Text section.
········

It should come as no surprise that even with the Big F(ing) Deal of the Affordable Care Act, Americans continue to find health care unaffordable.
But why do we have this horrible health care non-system? After all, the resilience of America's barbaric insurance-based system -- even as all other advanced countries have switched to something closer to single-payer or highly-regulated (i.e. more than America's insurers would ever tolerate) non-profit insurance -- speaks to a political choice.
Follow me through three tweets and learn -- if you did not already know -- that "health insurance companies" are actually like investment banks that pay -- after a lot of fighting with patients and doctors -- some hospitals bills every now and then.
First, it must be understood that like much of American social policy -- the worst costs are socialized (i.e. Medicare for old and disabled, VA for veterans, Medicaid for poor and sicker) and opportunities for profiteering and rent-seeking in the private sector are simultaneously facilitated by government policy (i.e. tax-free employer dollars spent on private insurance policies and mandated -- no public option(!) -- ACA policies for those without a benevolent employer).
Ok, so why the heck would any businessperson want to get into the absurd work of collecting money to subsequently pay out again when sick people seek treatment in America's absurdly over-priced hospitals? Well, because paying for the treatment in those overpriced hospitals -- where prices are marked up by 1,000 percent (or more!) --means collecting a lot of money. And, until folks actually need to visit said medical providers, the insurers have that money -- your premium dollars -- to play with and invest as they wish.

········

Problem details. According to the health insurance text, by how much are prices in overpriced hospitals marked up?

Collected data entries:
········

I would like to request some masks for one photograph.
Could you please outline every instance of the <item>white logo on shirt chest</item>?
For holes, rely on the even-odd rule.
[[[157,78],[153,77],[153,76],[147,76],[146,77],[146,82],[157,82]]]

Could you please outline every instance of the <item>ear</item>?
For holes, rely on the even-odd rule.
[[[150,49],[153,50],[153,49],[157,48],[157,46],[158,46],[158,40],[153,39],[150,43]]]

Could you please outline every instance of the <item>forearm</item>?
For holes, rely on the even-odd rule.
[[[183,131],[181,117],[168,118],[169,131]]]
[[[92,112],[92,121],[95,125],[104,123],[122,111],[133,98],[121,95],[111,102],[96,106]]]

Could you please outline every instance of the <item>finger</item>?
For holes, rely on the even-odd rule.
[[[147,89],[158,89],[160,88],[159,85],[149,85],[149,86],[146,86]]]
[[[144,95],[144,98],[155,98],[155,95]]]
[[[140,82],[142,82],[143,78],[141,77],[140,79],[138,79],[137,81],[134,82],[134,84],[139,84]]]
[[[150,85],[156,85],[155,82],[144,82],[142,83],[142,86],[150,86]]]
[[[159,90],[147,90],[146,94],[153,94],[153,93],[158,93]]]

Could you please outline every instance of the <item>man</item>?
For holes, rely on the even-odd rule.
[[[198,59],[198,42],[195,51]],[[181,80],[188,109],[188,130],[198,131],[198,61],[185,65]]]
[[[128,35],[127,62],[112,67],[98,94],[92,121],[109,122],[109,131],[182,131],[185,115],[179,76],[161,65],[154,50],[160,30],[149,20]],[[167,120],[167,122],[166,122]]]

········

Solution to this exercise. By 1,000 percent or more.